The problem :: Look through the material below. Return exactly the lines from the one with "This is one" through the one with "248L307 192L235 178L225", both included.

Entries supplied ::

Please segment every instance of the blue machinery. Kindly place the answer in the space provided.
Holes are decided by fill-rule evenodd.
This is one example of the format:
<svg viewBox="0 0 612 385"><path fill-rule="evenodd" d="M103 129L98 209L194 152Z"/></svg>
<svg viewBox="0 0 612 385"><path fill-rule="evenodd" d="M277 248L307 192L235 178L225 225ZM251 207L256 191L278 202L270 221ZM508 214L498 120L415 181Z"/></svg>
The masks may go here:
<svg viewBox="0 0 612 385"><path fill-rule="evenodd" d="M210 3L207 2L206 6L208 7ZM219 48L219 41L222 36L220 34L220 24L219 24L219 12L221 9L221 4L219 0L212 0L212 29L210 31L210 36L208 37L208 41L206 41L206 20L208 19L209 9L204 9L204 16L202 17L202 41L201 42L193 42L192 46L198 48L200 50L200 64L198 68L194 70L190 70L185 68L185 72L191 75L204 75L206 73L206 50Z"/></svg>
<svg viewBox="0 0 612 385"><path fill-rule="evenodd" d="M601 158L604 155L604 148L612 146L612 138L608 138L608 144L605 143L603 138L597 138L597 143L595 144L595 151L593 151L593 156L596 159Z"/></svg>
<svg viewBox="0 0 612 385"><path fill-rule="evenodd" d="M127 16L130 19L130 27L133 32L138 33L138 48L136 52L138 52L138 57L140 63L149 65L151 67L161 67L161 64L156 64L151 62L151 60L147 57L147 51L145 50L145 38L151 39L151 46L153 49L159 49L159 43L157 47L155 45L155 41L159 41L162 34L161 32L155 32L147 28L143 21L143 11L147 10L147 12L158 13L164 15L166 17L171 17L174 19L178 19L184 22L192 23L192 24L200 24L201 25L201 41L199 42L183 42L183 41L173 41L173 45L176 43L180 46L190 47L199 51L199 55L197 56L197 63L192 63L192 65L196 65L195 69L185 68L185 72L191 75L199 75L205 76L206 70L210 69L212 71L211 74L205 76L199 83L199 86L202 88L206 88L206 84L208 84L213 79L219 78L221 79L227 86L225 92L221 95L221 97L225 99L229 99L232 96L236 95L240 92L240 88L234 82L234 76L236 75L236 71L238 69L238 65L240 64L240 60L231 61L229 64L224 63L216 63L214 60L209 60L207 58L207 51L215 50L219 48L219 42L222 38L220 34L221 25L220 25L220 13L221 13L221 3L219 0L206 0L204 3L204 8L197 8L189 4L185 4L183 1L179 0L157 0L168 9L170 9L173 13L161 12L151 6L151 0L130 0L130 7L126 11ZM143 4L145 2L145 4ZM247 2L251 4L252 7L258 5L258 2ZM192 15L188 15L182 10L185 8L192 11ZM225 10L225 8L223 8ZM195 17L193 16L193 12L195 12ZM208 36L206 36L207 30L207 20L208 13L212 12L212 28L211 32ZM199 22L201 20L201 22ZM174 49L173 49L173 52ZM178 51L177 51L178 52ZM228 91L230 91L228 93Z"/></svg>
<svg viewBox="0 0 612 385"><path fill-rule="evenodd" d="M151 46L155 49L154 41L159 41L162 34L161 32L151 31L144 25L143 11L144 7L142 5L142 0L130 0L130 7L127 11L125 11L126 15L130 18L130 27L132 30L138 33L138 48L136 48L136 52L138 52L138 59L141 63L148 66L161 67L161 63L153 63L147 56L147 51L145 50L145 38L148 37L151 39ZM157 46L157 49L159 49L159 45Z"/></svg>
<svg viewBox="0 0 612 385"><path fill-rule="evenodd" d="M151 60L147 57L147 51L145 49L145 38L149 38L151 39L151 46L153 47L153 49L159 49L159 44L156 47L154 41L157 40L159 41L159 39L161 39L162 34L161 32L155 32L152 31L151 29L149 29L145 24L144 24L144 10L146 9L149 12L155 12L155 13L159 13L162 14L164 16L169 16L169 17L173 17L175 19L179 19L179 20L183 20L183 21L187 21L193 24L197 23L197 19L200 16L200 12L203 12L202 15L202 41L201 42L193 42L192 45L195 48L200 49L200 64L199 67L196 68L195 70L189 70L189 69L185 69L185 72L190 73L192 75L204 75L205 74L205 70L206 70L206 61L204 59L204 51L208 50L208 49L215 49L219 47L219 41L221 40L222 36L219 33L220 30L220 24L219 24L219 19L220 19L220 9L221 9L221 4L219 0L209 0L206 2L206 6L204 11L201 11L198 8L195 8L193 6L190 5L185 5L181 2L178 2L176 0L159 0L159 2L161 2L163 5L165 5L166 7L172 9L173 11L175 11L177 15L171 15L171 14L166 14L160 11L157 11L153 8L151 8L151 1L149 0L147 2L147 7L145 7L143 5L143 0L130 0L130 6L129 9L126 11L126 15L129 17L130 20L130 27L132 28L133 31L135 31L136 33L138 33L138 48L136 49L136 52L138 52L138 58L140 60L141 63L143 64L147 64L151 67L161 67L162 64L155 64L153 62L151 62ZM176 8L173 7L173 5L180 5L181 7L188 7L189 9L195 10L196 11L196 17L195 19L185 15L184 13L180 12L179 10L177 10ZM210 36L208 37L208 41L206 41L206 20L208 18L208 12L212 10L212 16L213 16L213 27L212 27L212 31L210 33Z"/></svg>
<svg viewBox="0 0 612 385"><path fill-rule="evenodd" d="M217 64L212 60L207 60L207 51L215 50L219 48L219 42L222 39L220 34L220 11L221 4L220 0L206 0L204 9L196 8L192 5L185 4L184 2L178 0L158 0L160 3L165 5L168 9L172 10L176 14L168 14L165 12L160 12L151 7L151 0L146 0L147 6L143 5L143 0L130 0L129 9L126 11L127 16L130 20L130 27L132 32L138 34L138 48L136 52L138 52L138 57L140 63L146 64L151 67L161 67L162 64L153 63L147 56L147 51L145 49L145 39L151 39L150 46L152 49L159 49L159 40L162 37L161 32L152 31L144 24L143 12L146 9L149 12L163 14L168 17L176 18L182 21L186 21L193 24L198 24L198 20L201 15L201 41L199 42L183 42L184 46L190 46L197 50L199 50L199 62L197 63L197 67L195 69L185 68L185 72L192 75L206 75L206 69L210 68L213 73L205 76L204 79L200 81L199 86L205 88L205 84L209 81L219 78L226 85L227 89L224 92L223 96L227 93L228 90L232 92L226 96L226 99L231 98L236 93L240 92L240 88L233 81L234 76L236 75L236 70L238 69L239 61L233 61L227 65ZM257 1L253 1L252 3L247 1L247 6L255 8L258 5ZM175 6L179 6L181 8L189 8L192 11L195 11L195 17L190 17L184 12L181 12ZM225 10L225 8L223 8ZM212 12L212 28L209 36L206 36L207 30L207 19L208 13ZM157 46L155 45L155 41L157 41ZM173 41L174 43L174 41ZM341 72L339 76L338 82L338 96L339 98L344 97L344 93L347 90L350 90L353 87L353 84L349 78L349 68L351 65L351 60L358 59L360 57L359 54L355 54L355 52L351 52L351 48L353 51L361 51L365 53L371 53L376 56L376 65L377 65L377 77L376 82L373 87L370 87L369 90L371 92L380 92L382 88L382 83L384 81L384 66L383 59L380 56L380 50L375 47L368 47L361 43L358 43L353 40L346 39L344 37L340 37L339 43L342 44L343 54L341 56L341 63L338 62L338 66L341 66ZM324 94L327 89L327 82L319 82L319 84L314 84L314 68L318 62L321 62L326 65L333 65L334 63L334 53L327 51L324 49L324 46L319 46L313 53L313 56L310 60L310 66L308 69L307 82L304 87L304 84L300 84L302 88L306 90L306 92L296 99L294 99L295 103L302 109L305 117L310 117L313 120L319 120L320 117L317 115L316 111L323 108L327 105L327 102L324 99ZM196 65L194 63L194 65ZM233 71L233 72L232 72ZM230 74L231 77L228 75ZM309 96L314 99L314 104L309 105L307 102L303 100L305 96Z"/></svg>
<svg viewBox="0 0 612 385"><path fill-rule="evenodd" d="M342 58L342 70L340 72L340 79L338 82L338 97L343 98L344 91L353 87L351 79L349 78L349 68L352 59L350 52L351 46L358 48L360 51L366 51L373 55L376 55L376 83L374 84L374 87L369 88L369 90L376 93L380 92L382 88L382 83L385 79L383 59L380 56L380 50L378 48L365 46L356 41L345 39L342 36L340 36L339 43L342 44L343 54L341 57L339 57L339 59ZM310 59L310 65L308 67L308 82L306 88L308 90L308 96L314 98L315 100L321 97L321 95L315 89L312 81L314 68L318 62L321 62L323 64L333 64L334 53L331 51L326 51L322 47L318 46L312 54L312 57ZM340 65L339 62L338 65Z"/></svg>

Output of the exercise ::
This is one example of the format:
<svg viewBox="0 0 612 385"><path fill-rule="evenodd" d="M103 129L98 209L194 152Z"/></svg>
<svg viewBox="0 0 612 385"><path fill-rule="evenodd" d="M277 248L307 192L235 178L225 225ZM251 207L256 191L278 202L270 221ZM508 214L498 120L415 181Z"/></svg>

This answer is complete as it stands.